▶ **Material for this task**
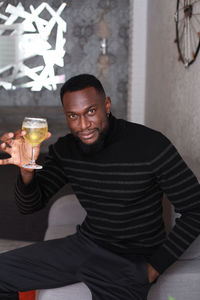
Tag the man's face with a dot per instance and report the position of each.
(86, 113)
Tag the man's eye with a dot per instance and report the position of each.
(72, 116)
(91, 111)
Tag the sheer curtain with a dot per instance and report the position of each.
(137, 61)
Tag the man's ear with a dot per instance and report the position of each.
(108, 105)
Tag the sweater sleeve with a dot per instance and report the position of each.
(183, 190)
(45, 184)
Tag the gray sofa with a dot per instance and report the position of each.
(181, 281)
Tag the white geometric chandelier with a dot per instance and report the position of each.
(31, 37)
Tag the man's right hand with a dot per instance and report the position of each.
(20, 151)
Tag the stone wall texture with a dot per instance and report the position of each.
(82, 56)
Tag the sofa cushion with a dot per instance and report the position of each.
(66, 210)
(59, 231)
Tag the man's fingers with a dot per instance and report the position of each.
(48, 135)
(4, 148)
(7, 136)
(5, 161)
(19, 133)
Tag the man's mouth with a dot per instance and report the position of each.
(86, 135)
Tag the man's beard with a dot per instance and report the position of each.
(94, 147)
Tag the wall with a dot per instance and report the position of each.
(172, 92)
(83, 49)
(82, 56)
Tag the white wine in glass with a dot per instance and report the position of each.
(36, 132)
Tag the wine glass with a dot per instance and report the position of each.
(36, 132)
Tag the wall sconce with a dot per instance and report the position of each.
(103, 32)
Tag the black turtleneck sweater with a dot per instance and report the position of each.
(121, 187)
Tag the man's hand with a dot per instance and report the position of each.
(152, 273)
(20, 151)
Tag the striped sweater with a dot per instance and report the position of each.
(121, 187)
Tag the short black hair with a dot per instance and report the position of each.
(81, 82)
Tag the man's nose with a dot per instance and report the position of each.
(84, 123)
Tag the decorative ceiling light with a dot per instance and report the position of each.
(22, 43)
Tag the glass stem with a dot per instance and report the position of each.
(32, 156)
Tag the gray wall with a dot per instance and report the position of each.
(83, 49)
(82, 55)
(172, 92)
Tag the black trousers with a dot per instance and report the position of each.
(69, 260)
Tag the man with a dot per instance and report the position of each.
(119, 172)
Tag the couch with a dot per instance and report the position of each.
(181, 281)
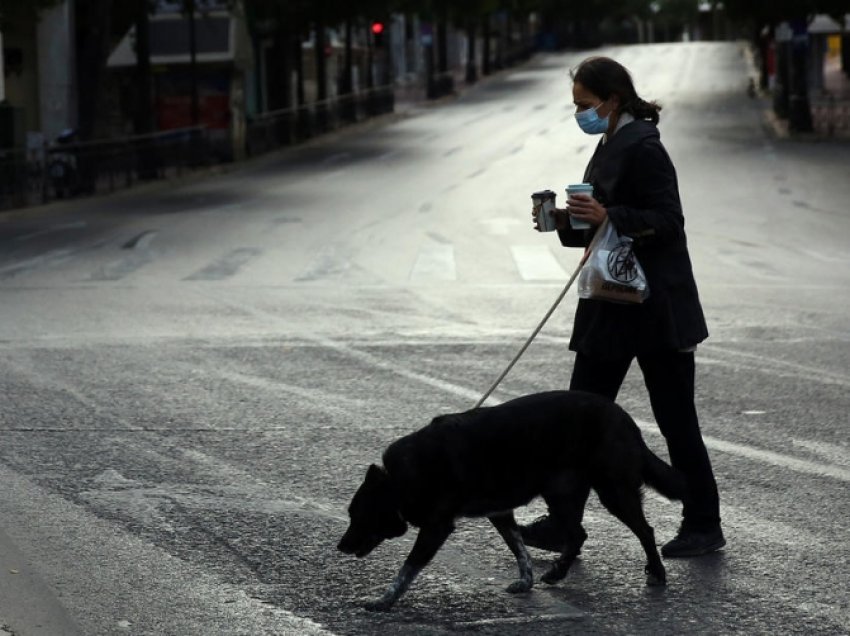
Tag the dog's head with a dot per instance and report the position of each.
(374, 515)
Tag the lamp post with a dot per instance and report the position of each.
(783, 37)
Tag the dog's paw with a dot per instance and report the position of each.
(380, 605)
(520, 586)
(553, 575)
(654, 580)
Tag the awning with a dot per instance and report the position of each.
(824, 24)
(219, 37)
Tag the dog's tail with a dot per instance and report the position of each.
(663, 478)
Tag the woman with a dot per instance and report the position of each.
(635, 188)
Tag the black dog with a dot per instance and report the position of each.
(488, 461)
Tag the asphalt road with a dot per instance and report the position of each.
(196, 376)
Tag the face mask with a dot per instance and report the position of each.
(590, 122)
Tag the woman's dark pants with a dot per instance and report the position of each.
(669, 379)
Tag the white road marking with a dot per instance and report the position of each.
(765, 456)
(74, 225)
(435, 262)
(500, 225)
(520, 620)
(536, 262)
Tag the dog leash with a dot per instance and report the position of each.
(587, 253)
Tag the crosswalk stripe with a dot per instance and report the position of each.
(536, 262)
(435, 262)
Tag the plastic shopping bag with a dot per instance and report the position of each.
(612, 271)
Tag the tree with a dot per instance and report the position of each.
(791, 98)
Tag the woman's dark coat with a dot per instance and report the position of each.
(633, 177)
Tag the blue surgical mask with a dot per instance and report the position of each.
(590, 122)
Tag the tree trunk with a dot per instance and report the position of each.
(298, 50)
(443, 44)
(321, 63)
(346, 83)
(193, 65)
(799, 108)
(143, 116)
(471, 62)
(93, 31)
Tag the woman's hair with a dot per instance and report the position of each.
(605, 77)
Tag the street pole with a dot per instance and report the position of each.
(193, 64)
(799, 109)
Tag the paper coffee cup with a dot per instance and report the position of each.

▶ **What to work on**
Please print the data above once more, exactly and without images.

▶ **Task output**
Tag the man's face with a dot per instance and report the position of each.
(86, 113)
Tag the man's eye with a dot per instance and report the position of each.
(72, 116)
(91, 111)
Tag the sheer curtain with a dot per instance and report the position of each.
(137, 61)
Tag the man's ear with a dot per instance and report the position of each.
(108, 105)
Tag the sweater sleeve with a dot per instance and report the position of each.
(183, 190)
(45, 184)
Tag the gray sofa with a dot per instance and report the position of each.
(181, 281)
Tag the white geometric chandelier with a dot per instance and report the position of each.
(31, 37)
Tag the man's right hand with a dot per instance and report the position of each.
(20, 151)
Tag the stone wall texture with a dot per instance and report the position of each.
(82, 56)
Tag the sofa cushion with a dot per instance and report the position of each.
(66, 210)
(59, 231)
Tag the man's fingers with a dot per instance and report the position of each.
(48, 135)
(4, 148)
(7, 136)
(5, 161)
(19, 133)
Tag the man's mouth with a dot per instance and report the position of each.
(86, 135)
Tag the man's beard with a dot per instance and report the position of each.
(94, 147)
Tag the wall with a dot per instance and report the position of each.
(172, 92)
(83, 49)
(82, 56)
Tag the white wine in glass with a dot per instance and report the position of each.
(36, 132)
Tag the wine glass with a dot per instance and report the position of each.
(36, 132)
Tag the wall sconce with a dot per instance and report the position of each.
(103, 32)
Tag the black turtleneck sweater with a dot per instance and report the position of each.
(121, 187)
Tag the man's hand with a dot per instance and report the position of each.
(152, 273)
(20, 151)
Tag the striped sweater with a dot per instance and report the position of each.
(121, 187)
Tag the short black hair with a dot per instance and report the position of each.
(81, 82)
Tag the man's nose with a dot per instance and report the position of each.
(84, 123)
Tag the decorative ceiling light with a dot per instance and report the position of each.
(22, 43)
Tag the glass stem with a dot per instance and report the position of each.
(32, 156)
Tag the gray wall with a dot per instance and report the position of each.
(83, 49)
(82, 55)
(172, 92)
Tag the black trousers with a dot per instance and report the position of each.
(69, 260)
Tag the man with a dot per instance and report the position of each.
(119, 172)
Tag the couch with a dot per instance and report the position of each.
(181, 281)
Tag the dog's head with a dot per instance and report the position of each.
(374, 515)
Tag the lamp post with a dot per instance and report the position of each.
(783, 37)
Tag the dog's paw with a dot per instance and report the position of each.
(380, 605)
(520, 586)
(553, 575)
(654, 580)
Tag the awning with a dot per instance and report the position of each.
(824, 24)
(219, 37)
Tag the dog's tail with a dot per instance and report the position of each.
(663, 478)
Tag the woman with a dot per instance and report the position of each.
(635, 188)
Tag the black dog with a dot per instance and report the position of each.
(488, 461)
Tag the asphalt road with a dot per instance and report the position of each.
(196, 376)
Tag the face mask with a dot per instance and report the position of each.
(590, 122)
Tag the woman's dark pants with a dot per instance and report the position of each.
(669, 379)
Tag the white road marking with a dot per instance and report the position of each.
(765, 456)
(74, 225)
(435, 262)
(500, 225)
(520, 620)
(536, 262)
Tag the dog leash with a dot per instance and report the position of each.
(587, 253)
Tag the crosswalk stripe with a dot per instance and report the position of each.
(536, 262)
(435, 262)
Tag the plastic shopping bag with a dot per instance and report the position of each.
(612, 271)
Tag the tree with a dot per instance and report the position of each.
(791, 98)
Tag the woman's dark coat with a dot per instance and report the position of each.
(633, 177)
Tag the blue surgical mask with a dot per instance and report the position of each.
(590, 122)
Tag the tree trunk with a dot per instance and report the position of each.
(298, 50)
(443, 44)
(321, 63)
(346, 83)
(193, 65)
(799, 108)
(143, 116)
(471, 62)
(93, 31)
Tag the woman's hair with a dot per instance and report the position of each.
(605, 77)
Tag the street pole with a dot per instance and report the position of each.
(193, 64)
(799, 109)
Tag the paper coffee cup with a dot per instance and report the position of each.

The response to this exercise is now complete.